Task item
In the data below, how many lines include the string "grass"? Give only the number.

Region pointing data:
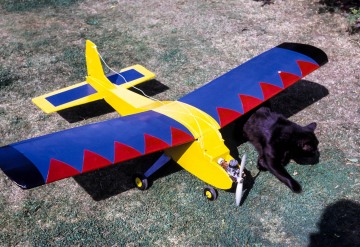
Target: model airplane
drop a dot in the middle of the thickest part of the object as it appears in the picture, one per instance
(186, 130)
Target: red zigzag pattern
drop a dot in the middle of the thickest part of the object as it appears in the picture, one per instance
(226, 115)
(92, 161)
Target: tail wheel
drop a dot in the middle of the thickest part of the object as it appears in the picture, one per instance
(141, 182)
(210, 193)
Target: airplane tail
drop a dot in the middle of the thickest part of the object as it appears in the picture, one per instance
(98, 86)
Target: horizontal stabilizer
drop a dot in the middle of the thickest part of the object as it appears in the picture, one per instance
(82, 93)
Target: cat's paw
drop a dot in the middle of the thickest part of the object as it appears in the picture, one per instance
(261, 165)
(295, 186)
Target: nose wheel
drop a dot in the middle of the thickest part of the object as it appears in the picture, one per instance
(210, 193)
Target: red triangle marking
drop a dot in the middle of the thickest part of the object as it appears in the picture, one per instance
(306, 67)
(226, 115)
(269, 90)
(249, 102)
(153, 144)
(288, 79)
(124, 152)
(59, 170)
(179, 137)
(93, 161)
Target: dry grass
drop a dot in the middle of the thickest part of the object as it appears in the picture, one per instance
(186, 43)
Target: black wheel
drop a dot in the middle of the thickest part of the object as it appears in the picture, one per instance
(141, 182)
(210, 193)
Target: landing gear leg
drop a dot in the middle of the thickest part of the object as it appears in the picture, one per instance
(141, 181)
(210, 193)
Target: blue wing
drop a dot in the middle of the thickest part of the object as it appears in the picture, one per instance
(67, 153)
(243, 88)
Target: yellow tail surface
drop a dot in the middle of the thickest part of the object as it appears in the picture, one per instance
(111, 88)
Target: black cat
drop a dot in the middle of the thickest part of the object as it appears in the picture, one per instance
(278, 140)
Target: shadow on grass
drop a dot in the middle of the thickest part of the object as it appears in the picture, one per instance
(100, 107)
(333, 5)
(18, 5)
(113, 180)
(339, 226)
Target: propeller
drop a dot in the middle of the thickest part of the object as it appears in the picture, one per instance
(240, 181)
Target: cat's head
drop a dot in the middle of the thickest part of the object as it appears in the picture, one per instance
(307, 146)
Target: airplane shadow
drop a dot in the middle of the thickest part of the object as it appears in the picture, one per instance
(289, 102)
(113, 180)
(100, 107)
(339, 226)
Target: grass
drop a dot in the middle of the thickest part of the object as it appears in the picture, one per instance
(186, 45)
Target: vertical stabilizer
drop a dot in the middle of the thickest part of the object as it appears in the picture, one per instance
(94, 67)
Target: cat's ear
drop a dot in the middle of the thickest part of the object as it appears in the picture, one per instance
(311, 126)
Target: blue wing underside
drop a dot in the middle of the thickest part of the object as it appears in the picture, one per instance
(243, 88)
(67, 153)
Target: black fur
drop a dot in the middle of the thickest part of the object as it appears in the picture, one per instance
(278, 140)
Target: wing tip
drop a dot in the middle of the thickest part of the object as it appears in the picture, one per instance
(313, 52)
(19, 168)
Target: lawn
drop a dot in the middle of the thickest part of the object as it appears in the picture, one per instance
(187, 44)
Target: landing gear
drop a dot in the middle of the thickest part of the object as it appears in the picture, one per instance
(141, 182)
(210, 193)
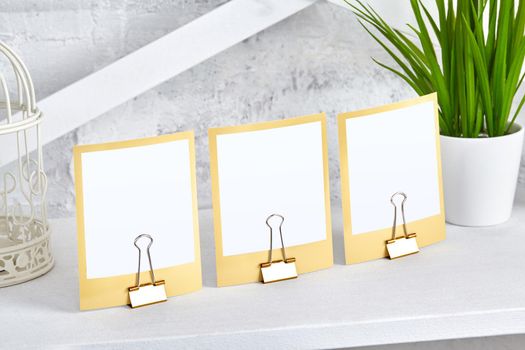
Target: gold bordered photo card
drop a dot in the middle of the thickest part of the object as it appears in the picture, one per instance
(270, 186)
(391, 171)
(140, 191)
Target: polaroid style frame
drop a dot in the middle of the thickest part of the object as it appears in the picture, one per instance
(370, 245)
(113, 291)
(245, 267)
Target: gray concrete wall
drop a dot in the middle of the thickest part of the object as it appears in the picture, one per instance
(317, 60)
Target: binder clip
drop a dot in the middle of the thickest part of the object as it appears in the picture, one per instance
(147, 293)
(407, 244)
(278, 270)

Output
3